*DOCUMENT SECTION*:
------

Taking Lyotard to Church: Metanarratives

Well, since nobody has challenged me about deconstruction (the last post) then I guess that means that it makes sense.  I am glad.  Let’s look at another prominent postmodern philosopher and see why Christians hate his contribution to culture and history – but why we’ve got it wrong.

Jean-Francois Lyotard, another French philosopher, once tried to sum up postmodernism.  In his words, postmodernism is: “incredulity toward metanarratives”.  Dictionary.com defines incredulity as “inability or unwillingness to believe”.  Simply put, then, postmodernists are unable or unwilling to believe in metanarratives.

What is a metanarrative?  To break the word down, it means “big story”; it is often used of the epic tales that tell the story of the world, or even any view that claims to be able to explain everything – stories like the ancient Enuma Elish or…you know, the Bible.

Ah.  That’s it, right there; no wonder Christians hate postmodernism!  Because “postmodernism” is defined by one of its biggest figures as the inability to believe in the Bible!  That would certainly be grounds to dislike it, except that this isn’t in the slightest what Lyotard meant.

While it’s true that “metanarrative” is quite often used of any grand story that claims to have all of the answers (including atheistic metanarratives, like evolutionary naturalism – because we all know that guys like Dawkins have all the answers, or think that they someday will), Lyotard actually had a different use of it in mind.  Apparently, the rest of his extensive writings include a bit of fleshing that one simple statement out, so let’s see what he actually meant.

Lyotard called grand stories of the universe and everything “narratives” – like the Bible.  A “narrative” tells the story of the way the world is, and that’s it.  What it doesn’t do is try to offer you proof.  In fact, and the Bible is a prime example of this, a narrative usually depends on faith, not on proof.  Modernism hates this.  Modernism, a product of the Enlightenment, the Age of Reason, is all about proof.  It’s such a big part of us that we don’t even believe each other in regular conversations without appealing to “proof”.  And in many cases, we’re right to do so – but that’s not the point here.  The point is that narratives (the Bible, for example) don’t offer proof.

Modern Science, on the other hand, is all about proof.  It discounts narratives like the Bible, looks down on them, de-values them and at best relegates them to the realm of helpful fiction, because there’s no proof.  Think of the Quest for the Historical Jesus, the modernist attempt to find the real figure of Jesus by ripping everything out of the New Testament that had reference to God or miracles or anything supernatural or unreasonable.  Modernism has no room for narratives, except for entertainment, or to be used as the “opiate of the masses” (what modernists back in the day called religion).  Modern science says that it can figure out what really happened in life, the universe, and everything.  It offers the real truth, that can be proven and verified.

But how can it be proven and verified?  By reproduceable experiments, of course.  But of course, that only works in the physical world; how can you prove something scientifically if you can’t put it into a controlled experiment?  By reason, of course.  And unlike religions, which each say sort of the same thing in different words, the language of reason is universal: everyone is reasonable, everyone has access to reason, and therefore nobody can dispute the cold hard facts of reason.  And this is what Lyotard called a “metanarrative”: modernism, science, reason, claims to be able to tell a narrative, but at the same time claims that it is not a narrative.  It tries to tell you the same story that narratives do, but tries to put itself above all the others by claiming to be universally provable – by claiming to not rely on faith.

------

*EXTRACTED INFORMATION*:
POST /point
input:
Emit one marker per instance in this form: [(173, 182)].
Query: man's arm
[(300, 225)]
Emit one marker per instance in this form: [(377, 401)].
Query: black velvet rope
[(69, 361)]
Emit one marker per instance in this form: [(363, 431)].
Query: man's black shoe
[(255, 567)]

------

*EXERCISES*:
1. According to the post on Lyotard, what did the Quest for the Historical Jesus remove from the New Testament? List each kind of reference it names.
2. Convert every line of the point-marking entries into a JSON list of strings, one string per line, omitting blank lines.
The post on Lyotard and the entries come from unrelated sources.

*OUTPUTS BY TASK*:
1.
- Anything with reference to God
- Miracles
- Anything supernatural
- Anything unreasonable

2.
[
  "POST /point",
  "input:",
  "Emit one marker per instance in this form: [(173, 182)].",
  "Query: man's arm",
  "[(300, 225)]",
  "Emit one marker per instance in this form: [(377, 401)].",
  "Query: black velvet rope",
  "[(69, 361)]",
  "Emit one marker per instance in this form: [(363, 431)].",
  "Query: man's black shoe",
  "[(255, 567)]"
]